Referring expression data
------------------------------------------------
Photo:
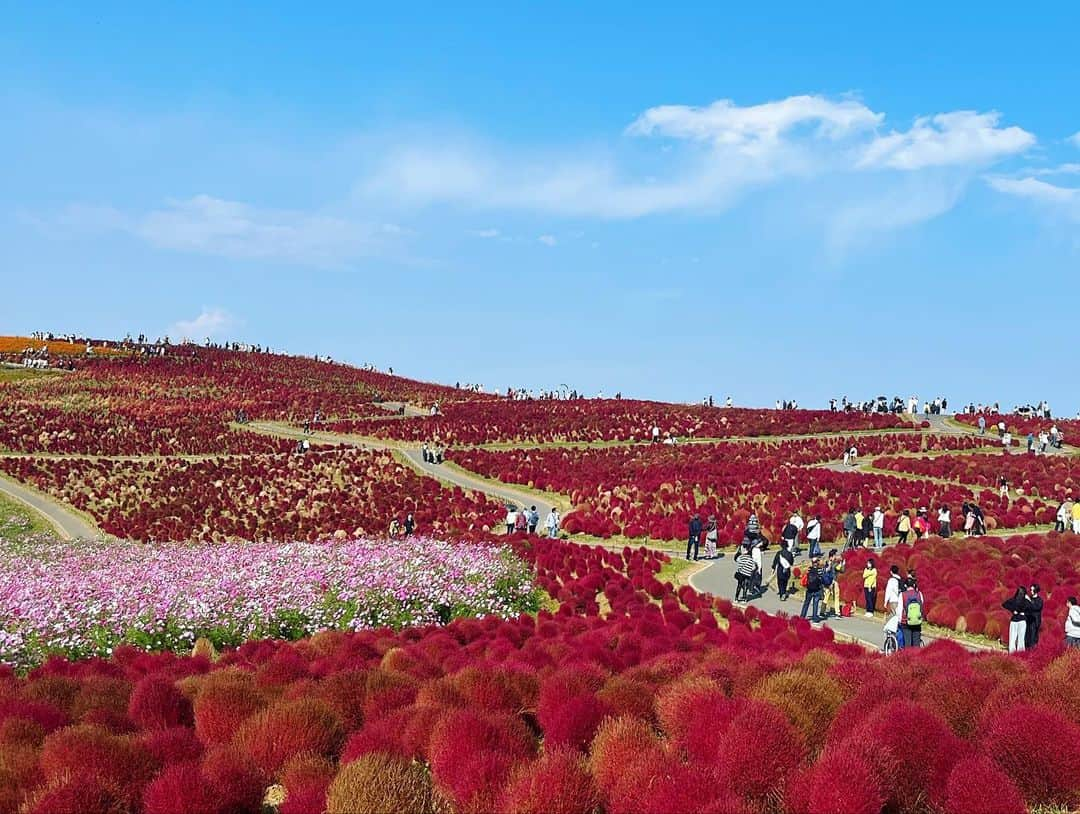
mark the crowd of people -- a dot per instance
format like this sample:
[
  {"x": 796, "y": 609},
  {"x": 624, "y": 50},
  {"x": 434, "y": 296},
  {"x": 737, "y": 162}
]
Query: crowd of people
[
  {"x": 896, "y": 405},
  {"x": 527, "y": 520}
]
------------------------------------------------
If an entry holds an image, omit that image and print the remainder exactly as it stands.

Photo:
mark the crowd of people -- a dot per instance
format like this sample:
[
  {"x": 796, "y": 609},
  {"x": 624, "y": 50},
  {"x": 434, "y": 296},
  {"x": 737, "y": 162}
]
Query: crowd of people
[
  {"x": 896, "y": 405},
  {"x": 527, "y": 520}
]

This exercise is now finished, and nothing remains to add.